■ **Exercise prompt**:
In the thread on security guard training, rewrite the part that begins at "The training I" and ends after "5:45am at .", substituting "patrol car" for "golf cart".

■ **Source text**:
[Start of Attachment]

I know we're super serious on the subject of Self defense in regards to the Law Enforcement and Corrections fields, But I would also like to throw in Security Guards also must possess knowledge and are grossly under trained.
Originally Posted by dwkfym
I know what you're thinking, "Security guards? Bunch of losers who sit around and watch stuff all day". You're 90% right. The other 10% can be in very stressful situations like hospitals, or large events.
The training I received through my company was ATROCIOUS. I understand they needed a fast way to train people, but they were training us to kill people and we were about to work in a hospital! Pretty much how it went was if all else fails, you kick the person in his knee, strike the groin, then strike the person in the nose or throat. It was about 3 hours of training, then off we were to the hospital.
I was asked if I did training before, I said I did a little BJJ. They told me to not do any of the BJJ techniques. I Laughed inside as I repeated a motion to strike a persons knee with kick, nose with an elbow, then temple with a backhand.
So be careful when you see that guy driving around in that golf cart. He might jump out and kill you outright lol.
Last edited by shotfghter; 6/21/2011 5:45am at .
Yep, that's a serious issue. Although it depends on local and regional policies, much the same often applies to hospital orderlies who may have to physically intervene/control mentally disturbed patients. If the institution/employer doesn't want to pay for serious training - if they're more interested in being able to tick the box marked "defensive training" - then everyone suffers. Way too many patients have been seriously injured and even killed by basically untrained orderlies trying to restrain them.
Originally Posted by shotfghter
Yah, luckily I think our assistant chief knew that our training was ****, and would always look to hire level-headed people who had participated in contact sports. Football, boxing, judo, wrestling, it was almost comical how many ex-jocks were employed there. He very specifically asked me about my sports background in my interview. Maybe it was the teamwork thing, but I know he was lobbying for training improvements in our defensive tactics as well. Hiring people used to getting knocked around makes for security personnel who can keep functioning after getting clocked, and is a pretty good idea too.
Originally Posted by dwkfym
Last edited by RynoGreene; 6/21/2011 6:08pm at .
Amen to that. We had one kid who was fucking batshit insane when he wasn't on his meds. We sent him to a "secure" mental institution (not nearly up to our level of security), and we had to have one of our staff members with him at all times. When they first took him over, they insisted that they handle restraining him to the staff that took him over, should something happen. Of course it did, and he bloodied up a couple of their orderlies pretty quickly. Their response was just to have a **** ton of guys pounce on him, and start cranking on his arms.
Originally Posted by DdlR
After that our higher ups just told us "To hell with what their staff says. He's our responsibility." I knew the kid pretty well, and got along with him, so I got sent over. I had to restrain him two times, and could do it by myself. And like I mentioned before, my training wasn't anything close to spectacular, but the poor orderlies had absolutely no clue.

[End of Attachment]

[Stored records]

[Start of Attachment]

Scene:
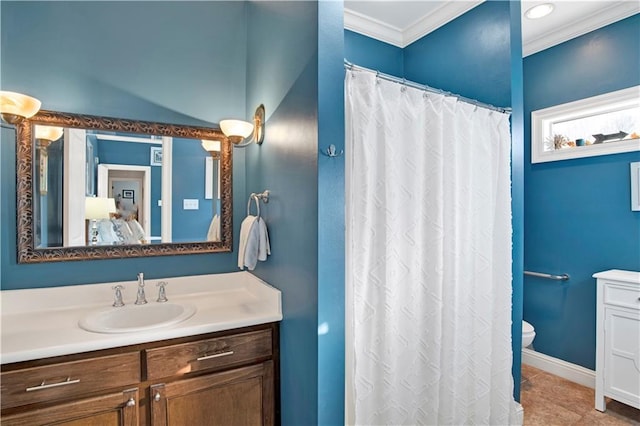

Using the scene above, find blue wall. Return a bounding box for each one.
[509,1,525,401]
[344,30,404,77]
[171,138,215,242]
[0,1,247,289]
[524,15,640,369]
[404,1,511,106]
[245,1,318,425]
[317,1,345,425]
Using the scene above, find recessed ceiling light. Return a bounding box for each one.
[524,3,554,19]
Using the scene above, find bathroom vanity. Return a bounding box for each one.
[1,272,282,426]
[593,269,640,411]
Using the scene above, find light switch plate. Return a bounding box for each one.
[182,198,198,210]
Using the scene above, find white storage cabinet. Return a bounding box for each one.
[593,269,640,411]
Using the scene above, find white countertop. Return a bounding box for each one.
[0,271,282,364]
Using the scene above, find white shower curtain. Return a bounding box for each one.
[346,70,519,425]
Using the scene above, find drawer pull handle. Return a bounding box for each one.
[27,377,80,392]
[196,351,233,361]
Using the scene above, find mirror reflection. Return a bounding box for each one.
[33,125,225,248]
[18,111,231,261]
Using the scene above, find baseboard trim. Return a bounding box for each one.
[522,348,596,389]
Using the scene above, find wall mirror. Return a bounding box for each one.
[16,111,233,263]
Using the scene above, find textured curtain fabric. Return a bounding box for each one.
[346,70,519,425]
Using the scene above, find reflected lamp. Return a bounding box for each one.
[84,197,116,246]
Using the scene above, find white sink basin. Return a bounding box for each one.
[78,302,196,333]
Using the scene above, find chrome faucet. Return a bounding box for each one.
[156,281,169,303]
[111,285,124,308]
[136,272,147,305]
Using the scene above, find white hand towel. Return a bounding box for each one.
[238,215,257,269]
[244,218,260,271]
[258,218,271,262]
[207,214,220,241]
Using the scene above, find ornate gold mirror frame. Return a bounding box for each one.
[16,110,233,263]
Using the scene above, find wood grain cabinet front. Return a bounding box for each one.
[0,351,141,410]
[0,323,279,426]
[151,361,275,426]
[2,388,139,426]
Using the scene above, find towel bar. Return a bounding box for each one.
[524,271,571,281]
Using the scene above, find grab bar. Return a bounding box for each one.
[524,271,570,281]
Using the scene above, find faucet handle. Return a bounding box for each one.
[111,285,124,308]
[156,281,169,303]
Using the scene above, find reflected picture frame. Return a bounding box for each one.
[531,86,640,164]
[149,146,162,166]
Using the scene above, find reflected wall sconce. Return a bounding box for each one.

[End of Attachment]

■ **Answer section**:
The training I received through my company was ATROCIOUS. I understand they needed a fast way to train people, but they were training us to kill people and we were about to work in a hospital! Pretty much how it went was if all else fails, you kick the person in his knee, strike the groin, then strike the person in the nose or throat. It was about 3 hours of training, then off we were to the hospital.
I was asked if I did training before, I said I did a little BJJ. They told me to not do any of the BJJ techniques. I Laughed inside as I repeated a motion to strike a persons knee with kick, nose with an elbow, then temple with a backhand.
So be careful when you see that guy driving around in that patrol car. He might jump out and kill you outright lol.
Last edited by shotfghter; 6/21/2011 5:45am at .